_WHAT IS REQUIRED_
Transcribe only the lines in the data below falling between the line with "<point>174,227</point>" and the line with "<point>77,21</point>", including those two lines, and leave out any picture.
[SUPPLIED RECORDS — start]
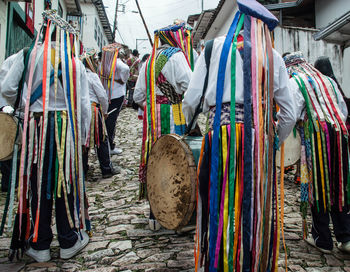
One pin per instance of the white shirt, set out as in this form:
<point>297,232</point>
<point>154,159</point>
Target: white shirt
<point>96,91</point>
<point>282,94</point>
<point>122,73</point>
<point>5,67</point>
<point>300,104</point>
<point>176,70</point>
<point>10,83</point>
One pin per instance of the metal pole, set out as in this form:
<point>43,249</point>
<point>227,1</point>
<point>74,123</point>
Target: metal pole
<point>144,23</point>
<point>115,19</point>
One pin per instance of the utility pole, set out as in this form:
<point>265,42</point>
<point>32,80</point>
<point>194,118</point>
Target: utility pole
<point>115,19</point>
<point>144,23</point>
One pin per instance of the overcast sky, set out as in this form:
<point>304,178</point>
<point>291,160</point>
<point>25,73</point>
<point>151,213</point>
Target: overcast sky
<point>157,14</point>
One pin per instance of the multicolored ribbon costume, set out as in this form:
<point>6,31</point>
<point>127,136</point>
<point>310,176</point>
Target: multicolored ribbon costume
<point>324,141</point>
<point>238,214</point>
<point>52,136</point>
<point>163,115</point>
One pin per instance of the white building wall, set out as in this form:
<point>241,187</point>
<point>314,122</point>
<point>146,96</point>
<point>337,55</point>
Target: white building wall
<point>329,10</point>
<point>3,29</point>
<point>291,39</point>
<point>223,20</point>
<point>39,8</point>
<point>88,27</point>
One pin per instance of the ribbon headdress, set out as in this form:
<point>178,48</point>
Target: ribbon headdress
<point>109,65</point>
<point>88,59</point>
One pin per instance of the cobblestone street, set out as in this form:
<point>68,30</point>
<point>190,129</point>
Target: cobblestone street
<point>122,240</point>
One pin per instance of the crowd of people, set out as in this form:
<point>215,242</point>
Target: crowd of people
<point>253,99</point>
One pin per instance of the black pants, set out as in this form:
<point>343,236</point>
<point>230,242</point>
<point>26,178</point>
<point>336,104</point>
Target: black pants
<point>102,152</point>
<point>320,219</point>
<point>67,236</point>
<point>111,121</point>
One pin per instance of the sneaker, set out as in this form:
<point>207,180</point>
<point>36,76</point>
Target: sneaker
<point>311,242</point>
<point>153,224</point>
<point>116,151</point>
<point>114,171</point>
<point>345,247</point>
<point>66,253</point>
<point>41,256</point>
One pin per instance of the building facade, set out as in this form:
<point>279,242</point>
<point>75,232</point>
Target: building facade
<point>20,21</point>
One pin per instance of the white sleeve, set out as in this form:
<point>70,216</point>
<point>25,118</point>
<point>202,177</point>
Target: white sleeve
<point>9,84</point>
<point>100,92</point>
<point>341,103</point>
<point>195,89</point>
<point>85,103</point>
<point>4,69</point>
<point>122,71</point>
<point>140,87</point>
<point>284,99</point>
<point>177,72</point>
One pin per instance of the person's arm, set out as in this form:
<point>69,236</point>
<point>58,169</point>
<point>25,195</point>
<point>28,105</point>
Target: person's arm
<point>100,92</point>
<point>140,87</point>
<point>122,72</point>
<point>85,103</point>
<point>195,89</point>
<point>341,103</point>
<point>284,99</point>
<point>10,82</point>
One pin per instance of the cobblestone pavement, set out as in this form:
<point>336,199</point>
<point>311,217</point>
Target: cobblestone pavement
<point>122,240</point>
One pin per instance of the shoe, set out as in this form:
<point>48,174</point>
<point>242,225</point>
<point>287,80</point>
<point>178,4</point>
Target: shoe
<point>114,171</point>
<point>345,247</point>
<point>116,151</point>
<point>153,224</point>
<point>311,242</point>
<point>66,253</point>
<point>41,256</point>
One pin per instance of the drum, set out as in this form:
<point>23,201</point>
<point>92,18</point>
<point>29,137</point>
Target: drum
<point>8,135</point>
<point>171,179</point>
<point>292,148</point>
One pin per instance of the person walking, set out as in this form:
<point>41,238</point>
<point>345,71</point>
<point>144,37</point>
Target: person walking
<point>322,111</point>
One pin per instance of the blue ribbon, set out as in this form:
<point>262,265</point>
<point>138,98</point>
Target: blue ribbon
<point>214,201</point>
<point>248,160</point>
<point>38,92</point>
<point>52,134</point>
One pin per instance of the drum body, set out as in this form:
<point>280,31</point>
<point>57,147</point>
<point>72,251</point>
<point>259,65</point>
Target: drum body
<point>292,149</point>
<point>171,179</point>
<point>8,135</point>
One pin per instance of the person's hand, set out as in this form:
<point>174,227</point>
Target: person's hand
<point>8,109</point>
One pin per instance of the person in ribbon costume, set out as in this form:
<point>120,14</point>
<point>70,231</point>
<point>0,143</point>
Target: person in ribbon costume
<point>162,81</point>
<point>99,105</point>
<point>238,217</point>
<point>325,178</point>
<point>54,98</point>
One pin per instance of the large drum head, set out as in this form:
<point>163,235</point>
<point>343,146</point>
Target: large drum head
<point>7,136</point>
<point>292,148</point>
<point>171,181</point>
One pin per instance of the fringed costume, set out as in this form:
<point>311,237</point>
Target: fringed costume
<point>325,178</point>
<point>238,197</point>
<point>50,158</point>
<point>163,108</point>
<point>97,137</point>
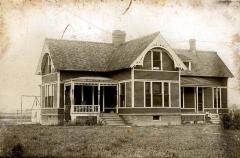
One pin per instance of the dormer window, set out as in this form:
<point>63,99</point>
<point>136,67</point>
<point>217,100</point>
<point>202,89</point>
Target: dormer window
<point>188,65</point>
<point>157,61</point>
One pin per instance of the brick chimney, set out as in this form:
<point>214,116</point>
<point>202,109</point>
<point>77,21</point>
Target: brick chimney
<point>118,37</point>
<point>192,45</point>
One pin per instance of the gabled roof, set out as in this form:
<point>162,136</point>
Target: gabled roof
<point>94,56</point>
<point>204,63</point>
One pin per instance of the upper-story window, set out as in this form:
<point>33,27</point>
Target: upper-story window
<point>158,59</point>
<point>188,65</point>
<point>47,65</point>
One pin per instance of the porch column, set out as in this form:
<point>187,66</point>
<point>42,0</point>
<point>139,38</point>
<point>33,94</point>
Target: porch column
<point>103,99</point>
<point>72,97</point>
<point>93,99</point>
<point>99,97</point>
<point>117,100</point>
<point>197,98</point>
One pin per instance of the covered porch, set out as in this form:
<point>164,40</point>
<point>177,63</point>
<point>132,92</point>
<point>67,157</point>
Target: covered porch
<point>89,96</point>
<point>202,95</point>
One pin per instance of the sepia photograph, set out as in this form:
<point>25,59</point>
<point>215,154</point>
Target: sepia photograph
<point>120,78</point>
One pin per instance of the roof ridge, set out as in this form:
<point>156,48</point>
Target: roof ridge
<point>66,40</point>
<point>199,51</point>
<point>143,37</point>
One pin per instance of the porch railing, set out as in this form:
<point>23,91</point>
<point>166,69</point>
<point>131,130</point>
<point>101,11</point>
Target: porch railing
<point>86,108</point>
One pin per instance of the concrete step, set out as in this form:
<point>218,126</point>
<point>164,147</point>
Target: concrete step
<point>112,119</point>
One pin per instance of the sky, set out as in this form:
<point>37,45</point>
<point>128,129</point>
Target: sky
<point>25,24</point>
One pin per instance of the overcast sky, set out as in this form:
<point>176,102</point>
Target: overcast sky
<point>25,24</point>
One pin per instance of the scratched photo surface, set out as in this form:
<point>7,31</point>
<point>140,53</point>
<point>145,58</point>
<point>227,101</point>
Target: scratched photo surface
<point>24,26</point>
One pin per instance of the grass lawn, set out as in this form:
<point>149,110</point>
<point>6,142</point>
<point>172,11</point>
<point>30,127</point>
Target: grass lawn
<point>104,141</point>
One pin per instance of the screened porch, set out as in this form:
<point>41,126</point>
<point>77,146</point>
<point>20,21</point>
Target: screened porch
<point>83,98</point>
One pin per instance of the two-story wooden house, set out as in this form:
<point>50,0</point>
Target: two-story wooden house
<point>144,81</point>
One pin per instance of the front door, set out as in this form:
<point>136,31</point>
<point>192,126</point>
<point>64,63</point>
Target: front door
<point>200,100</point>
<point>108,99</point>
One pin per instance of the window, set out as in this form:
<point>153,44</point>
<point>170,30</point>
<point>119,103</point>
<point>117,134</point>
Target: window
<point>217,97</point>
<point>157,94</point>
<point>188,65</point>
<point>49,95</point>
<point>147,94</point>
<point>122,94</point>
<point>166,94</point>
<point>156,61</point>
<point>160,94</point>
<point>156,117</point>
[SUPPLIED RECORDS — finish]
_ANSWER SECTION_
<point>174,227</point>
Target: person's hand
<point>8,109</point>
One pin per instance of the person in ribbon costume, set out as in this form:
<point>120,14</point>
<point>70,231</point>
<point>0,143</point>
Target: person in ribbon costume
<point>162,81</point>
<point>99,105</point>
<point>238,217</point>
<point>325,178</point>
<point>54,98</point>
One pin per instance of the large drum head, set out as in this form:
<point>163,235</point>
<point>343,146</point>
Target: large drum head
<point>7,136</point>
<point>292,148</point>
<point>171,181</point>
One pin per instance of the fringed costume, set out as in this form:
<point>311,237</point>
Target: fringed costume
<point>325,178</point>
<point>238,197</point>
<point>50,158</point>
<point>163,108</point>
<point>97,137</point>
One pin per instance of the dormer window, set out as in this form:
<point>63,99</point>
<point>136,67</point>
<point>217,100</point>
<point>202,89</point>
Target: dormer window
<point>188,65</point>
<point>157,61</point>
One pin per instance of the brick chimney, set out as in this form:
<point>214,116</point>
<point>202,109</point>
<point>77,21</point>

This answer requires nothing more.